(Prompt):
Reproduce word for word the lines of data below that start with the line containing "Target = multi-storey building" and run through the line containing "[(601, 120)]", including both of those lines. Give only those lines.

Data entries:
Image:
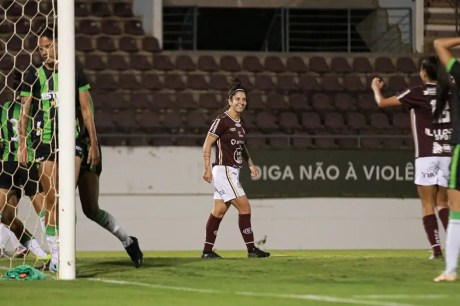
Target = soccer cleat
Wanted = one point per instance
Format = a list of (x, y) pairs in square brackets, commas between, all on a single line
[(134, 251), (257, 253), (20, 252), (446, 278), (4, 253), (436, 257), (210, 255)]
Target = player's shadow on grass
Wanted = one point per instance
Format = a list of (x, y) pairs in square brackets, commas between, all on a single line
[(88, 268)]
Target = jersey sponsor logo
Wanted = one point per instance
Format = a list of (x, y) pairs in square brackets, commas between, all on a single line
[(439, 134), (238, 155)]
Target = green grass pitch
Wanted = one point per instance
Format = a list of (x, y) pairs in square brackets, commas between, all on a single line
[(364, 277)]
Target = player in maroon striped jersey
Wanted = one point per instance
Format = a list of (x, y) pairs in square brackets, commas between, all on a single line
[(227, 133), (432, 148), (452, 66)]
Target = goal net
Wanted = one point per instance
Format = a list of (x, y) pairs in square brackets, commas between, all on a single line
[(28, 223)]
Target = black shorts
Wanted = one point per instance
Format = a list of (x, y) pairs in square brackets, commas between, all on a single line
[(454, 181), (47, 152), (14, 176), (84, 166)]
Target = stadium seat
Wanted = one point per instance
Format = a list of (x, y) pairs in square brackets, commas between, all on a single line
[(105, 43), (209, 101), (252, 63), (334, 122), (129, 80), (276, 102), (396, 83), (185, 63), (406, 64), (289, 122), (352, 82), (151, 81), (95, 62), (287, 82), (218, 82), (140, 62), (150, 44), (84, 44), (274, 64), (311, 121), (162, 101), (133, 27), (299, 102), (162, 62), (174, 81), (384, 64), (101, 9), (361, 64), (185, 100), (318, 64), (331, 82), (196, 81), (266, 122), (322, 102), (128, 44), (207, 63), (88, 27), (296, 64), (344, 102), (110, 27), (308, 83), (339, 64), (123, 9), (229, 63), (264, 82)]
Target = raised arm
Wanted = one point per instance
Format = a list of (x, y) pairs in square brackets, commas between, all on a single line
[(443, 46), (208, 142), (381, 101)]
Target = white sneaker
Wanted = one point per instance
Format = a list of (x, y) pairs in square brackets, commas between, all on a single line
[(446, 278), (4, 254)]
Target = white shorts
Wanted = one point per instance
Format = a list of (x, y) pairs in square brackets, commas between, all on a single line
[(226, 183), (432, 170)]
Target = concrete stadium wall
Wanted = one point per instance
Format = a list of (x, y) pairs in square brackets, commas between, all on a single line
[(158, 195)]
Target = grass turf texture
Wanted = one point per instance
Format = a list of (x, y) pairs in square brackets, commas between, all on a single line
[(364, 277)]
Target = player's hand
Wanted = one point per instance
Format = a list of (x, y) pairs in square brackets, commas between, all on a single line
[(254, 170), (94, 156), (207, 175), (377, 83), (23, 155)]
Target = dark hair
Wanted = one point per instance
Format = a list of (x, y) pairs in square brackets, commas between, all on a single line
[(234, 89), (430, 64), (49, 32), (442, 91)]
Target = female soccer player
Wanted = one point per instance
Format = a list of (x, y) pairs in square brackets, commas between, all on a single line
[(228, 134), (432, 149), (452, 66)]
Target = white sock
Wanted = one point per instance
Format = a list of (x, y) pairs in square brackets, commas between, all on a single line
[(4, 235), (53, 243), (452, 246), (112, 226), (35, 248)]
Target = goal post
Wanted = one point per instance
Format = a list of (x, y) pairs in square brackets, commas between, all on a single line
[(66, 113)]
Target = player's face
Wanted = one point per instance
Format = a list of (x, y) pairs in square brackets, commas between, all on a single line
[(47, 49), (238, 102)]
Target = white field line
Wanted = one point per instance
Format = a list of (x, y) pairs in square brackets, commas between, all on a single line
[(321, 298)]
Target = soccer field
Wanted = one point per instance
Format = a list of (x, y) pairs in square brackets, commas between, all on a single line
[(364, 277)]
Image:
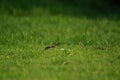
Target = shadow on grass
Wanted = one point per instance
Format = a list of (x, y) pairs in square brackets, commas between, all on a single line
[(76, 8)]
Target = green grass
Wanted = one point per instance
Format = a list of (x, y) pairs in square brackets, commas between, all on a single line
[(89, 46)]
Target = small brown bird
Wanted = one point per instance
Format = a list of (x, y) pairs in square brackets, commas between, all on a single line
[(52, 46)]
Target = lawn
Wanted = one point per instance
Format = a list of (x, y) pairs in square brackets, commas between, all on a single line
[(89, 46)]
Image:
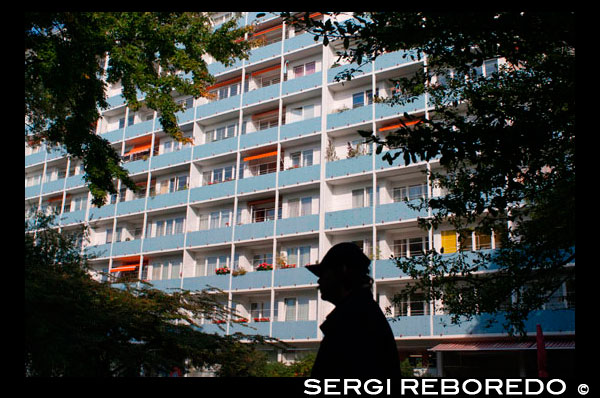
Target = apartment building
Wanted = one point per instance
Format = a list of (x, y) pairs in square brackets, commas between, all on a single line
[(277, 174)]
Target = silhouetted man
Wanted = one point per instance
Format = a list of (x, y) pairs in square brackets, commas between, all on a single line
[(358, 341)]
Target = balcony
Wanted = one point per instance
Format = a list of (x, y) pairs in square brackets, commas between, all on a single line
[(296, 330), (168, 200), (299, 175), (261, 95), (171, 158), (72, 217), (294, 225), (294, 277), (349, 218), (300, 129), (213, 191), (396, 58), (350, 117), (349, 166), (252, 280), (131, 206), (302, 83), (209, 237), (161, 243), (259, 137), (127, 247), (257, 230), (384, 110), (397, 211), (299, 42), (138, 129)]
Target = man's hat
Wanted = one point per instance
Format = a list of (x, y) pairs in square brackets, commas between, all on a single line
[(343, 253)]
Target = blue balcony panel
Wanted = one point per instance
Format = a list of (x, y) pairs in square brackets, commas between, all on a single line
[(131, 206), (258, 183), (184, 117), (168, 200), (349, 218), (261, 95), (198, 283), (138, 129), (395, 58), (32, 191), (115, 100), (215, 107), (252, 280), (295, 330), (349, 117), (397, 211), (215, 148), (301, 128), (98, 251), (302, 83), (385, 110), (113, 135), (171, 158), (299, 42), (127, 247), (137, 166), (262, 53), (299, 175), (211, 328), (35, 158), (75, 181), (480, 324), (255, 138), (160, 243), (72, 217), (261, 328), (259, 230), (56, 152), (359, 71), (410, 325), (349, 166), (214, 191), (102, 212), (53, 186), (167, 285), (294, 277), (294, 225), (209, 237), (551, 321)]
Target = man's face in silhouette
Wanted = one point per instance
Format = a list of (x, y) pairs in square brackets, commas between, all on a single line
[(331, 285)]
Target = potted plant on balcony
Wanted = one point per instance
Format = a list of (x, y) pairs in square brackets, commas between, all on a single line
[(264, 267), (222, 271)]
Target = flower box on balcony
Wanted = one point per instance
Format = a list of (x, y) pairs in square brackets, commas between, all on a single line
[(264, 267)]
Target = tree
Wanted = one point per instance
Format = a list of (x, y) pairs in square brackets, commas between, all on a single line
[(77, 326), (504, 139), (153, 54)]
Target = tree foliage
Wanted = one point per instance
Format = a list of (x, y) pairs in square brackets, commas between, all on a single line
[(151, 54), (505, 141), (77, 326)]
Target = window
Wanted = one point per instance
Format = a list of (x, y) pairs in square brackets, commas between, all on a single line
[(408, 193), (449, 242), (296, 309), (411, 247), (362, 197)]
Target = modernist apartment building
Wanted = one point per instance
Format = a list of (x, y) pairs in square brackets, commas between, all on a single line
[(276, 175)]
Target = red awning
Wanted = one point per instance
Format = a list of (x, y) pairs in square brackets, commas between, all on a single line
[(503, 346)]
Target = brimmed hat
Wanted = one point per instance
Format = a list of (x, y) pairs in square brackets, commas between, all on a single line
[(343, 253)]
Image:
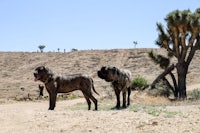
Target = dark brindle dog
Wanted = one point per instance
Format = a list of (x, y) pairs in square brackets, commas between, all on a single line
[(64, 84), (120, 80)]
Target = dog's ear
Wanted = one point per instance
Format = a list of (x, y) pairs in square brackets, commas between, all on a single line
[(42, 68)]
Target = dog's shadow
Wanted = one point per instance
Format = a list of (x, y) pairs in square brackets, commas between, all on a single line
[(119, 108)]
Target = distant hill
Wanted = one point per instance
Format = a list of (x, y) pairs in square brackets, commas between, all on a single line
[(17, 67)]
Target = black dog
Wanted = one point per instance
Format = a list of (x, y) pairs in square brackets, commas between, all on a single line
[(120, 80), (65, 83)]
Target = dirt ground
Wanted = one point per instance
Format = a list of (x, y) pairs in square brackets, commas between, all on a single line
[(20, 112), (33, 117)]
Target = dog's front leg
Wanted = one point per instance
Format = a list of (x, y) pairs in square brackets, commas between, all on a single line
[(117, 93), (124, 99), (52, 100)]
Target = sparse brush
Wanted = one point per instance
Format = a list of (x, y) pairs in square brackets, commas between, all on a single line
[(139, 83), (160, 90)]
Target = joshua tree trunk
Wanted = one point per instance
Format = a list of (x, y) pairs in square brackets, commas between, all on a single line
[(182, 72)]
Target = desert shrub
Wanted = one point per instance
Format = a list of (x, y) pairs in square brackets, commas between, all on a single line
[(160, 90), (139, 83), (195, 94)]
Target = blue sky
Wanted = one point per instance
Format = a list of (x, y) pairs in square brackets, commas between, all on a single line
[(83, 24)]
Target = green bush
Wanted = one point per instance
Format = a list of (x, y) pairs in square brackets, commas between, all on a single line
[(139, 82)]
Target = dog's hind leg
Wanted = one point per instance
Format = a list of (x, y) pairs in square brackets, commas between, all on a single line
[(129, 93), (89, 95), (88, 100), (117, 93), (124, 99)]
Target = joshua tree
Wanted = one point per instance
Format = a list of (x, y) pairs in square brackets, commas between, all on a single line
[(181, 39), (135, 43), (41, 47)]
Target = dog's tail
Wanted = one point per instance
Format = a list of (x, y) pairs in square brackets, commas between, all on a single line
[(93, 87)]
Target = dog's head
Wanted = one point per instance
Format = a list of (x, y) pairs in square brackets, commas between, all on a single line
[(41, 73), (107, 73)]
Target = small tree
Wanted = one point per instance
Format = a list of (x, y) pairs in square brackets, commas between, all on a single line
[(181, 39), (41, 47)]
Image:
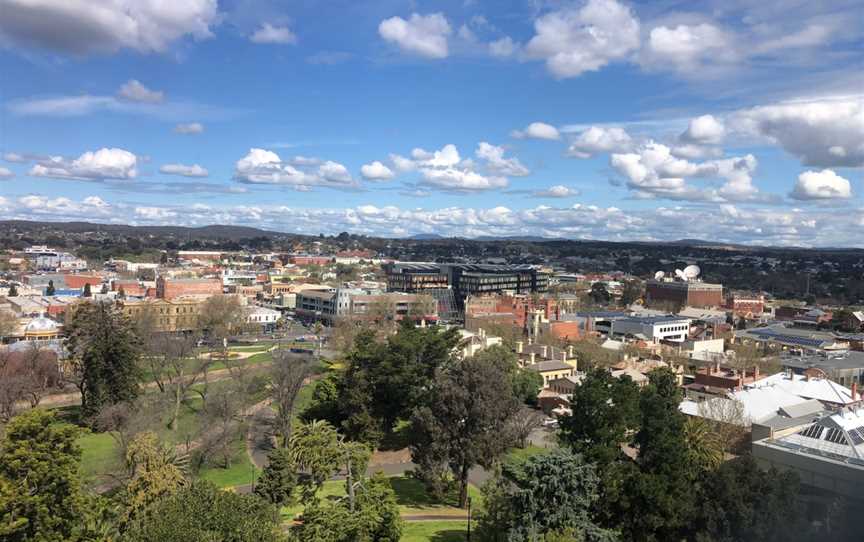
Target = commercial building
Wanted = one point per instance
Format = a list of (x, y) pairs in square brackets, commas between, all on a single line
[(653, 328), (465, 279), (684, 293), (173, 288)]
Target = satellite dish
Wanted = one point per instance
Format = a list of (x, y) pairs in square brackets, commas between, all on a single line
[(691, 272)]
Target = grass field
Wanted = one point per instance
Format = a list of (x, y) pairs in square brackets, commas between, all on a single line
[(434, 531), (239, 473), (411, 496)]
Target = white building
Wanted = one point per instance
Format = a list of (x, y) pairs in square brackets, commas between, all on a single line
[(653, 328)]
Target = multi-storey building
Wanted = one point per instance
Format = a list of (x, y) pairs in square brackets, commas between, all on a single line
[(684, 293), (173, 288)]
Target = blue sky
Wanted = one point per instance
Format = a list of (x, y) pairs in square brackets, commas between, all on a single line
[(738, 121)]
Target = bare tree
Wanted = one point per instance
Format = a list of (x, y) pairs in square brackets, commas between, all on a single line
[(523, 424), (728, 419), (288, 374), (177, 368)]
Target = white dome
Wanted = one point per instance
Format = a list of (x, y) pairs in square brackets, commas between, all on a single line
[(41, 325)]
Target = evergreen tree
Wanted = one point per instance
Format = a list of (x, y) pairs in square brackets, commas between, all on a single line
[(105, 352), (40, 484), (277, 482)]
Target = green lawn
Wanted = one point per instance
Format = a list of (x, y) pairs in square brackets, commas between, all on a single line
[(411, 496), (99, 456), (239, 473), (434, 531)]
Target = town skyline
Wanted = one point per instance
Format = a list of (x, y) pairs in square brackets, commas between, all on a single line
[(601, 120)]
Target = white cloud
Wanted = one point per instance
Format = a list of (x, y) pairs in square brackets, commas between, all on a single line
[(688, 48), (134, 91), (423, 35), (537, 130), (497, 164), (267, 33), (706, 129), (826, 132), (461, 180), (189, 128), (599, 139), (573, 41), (261, 166), (103, 164), (82, 26), (653, 171), (154, 213), (183, 170), (376, 171), (821, 185), (557, 191)]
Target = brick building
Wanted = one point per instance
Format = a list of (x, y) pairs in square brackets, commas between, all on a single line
[(173, 288), (684, 294)]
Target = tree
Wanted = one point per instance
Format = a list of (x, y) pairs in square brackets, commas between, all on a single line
[(740, 501), (605, 409), (468, 409), (156, 470), (287, 376), (549, 493), (374, 518), (658, 499), (277, 481), (40, 485), (176, 368), (220, 316), (105, 351), (201, 512), (315, 448)]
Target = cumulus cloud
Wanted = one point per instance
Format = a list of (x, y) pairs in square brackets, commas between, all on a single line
[(82, 27), (687, 49), (268, 33), (134, 91), (706, 129), (573, 41), (376, 171), (261, 166), (183, 170), (496, 162), (653, 171), (598, 139), (189, 128), (557, 191), (537, 130), (827, 132), (422, 35), (821, 185), (97, 165)]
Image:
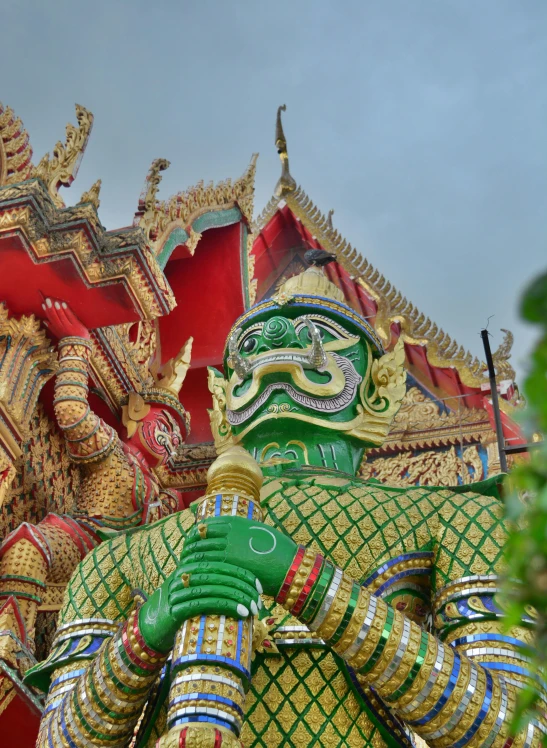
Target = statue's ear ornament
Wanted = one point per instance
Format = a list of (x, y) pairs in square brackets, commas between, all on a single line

(Completed exercise):
Target = multi-storey building
Wanted = one point per instance
Format = a list of (x, y) pairs in square brackets, commas between, all on a single line
[(684, 293), (173, 288)]
Target = blue sky
Wanted = one point per instance
Format = a list of (x, y) pairs in square brackets, commas between, all on a single line
[(738, 121)]
Target = bare tree
Wanted = one point per instance
Format = a list of (x, y) pairs in square brackets, commas between, all on a single line
[(523, 424), (728, 419), (288, 374), (177, 368)]
Target = white dome
Wanted = one point per instance
Format = a list of (x, y) pairs in square brackets, commas between, all on a single line
[(41, 325)]
Target = evergreen tree
Wanted = one point per instance
Format = a list of (x, y) pairs in square brackets, commas between, all on a single line
[(105, 352), (40, 484), (277, 482)]
Target = green lawn
Wanted = one point per instance
Format = a list of (x, y) pairs in square brackets, commas between, all on a single line
[(411, 496), (99, 456), (239, 473), (434, 531)]
Target = town skyline
Wanted = one point per instance
Format = a list of (x, y) pairs in square brackets, commas between, all on a single line
[(601, 120)]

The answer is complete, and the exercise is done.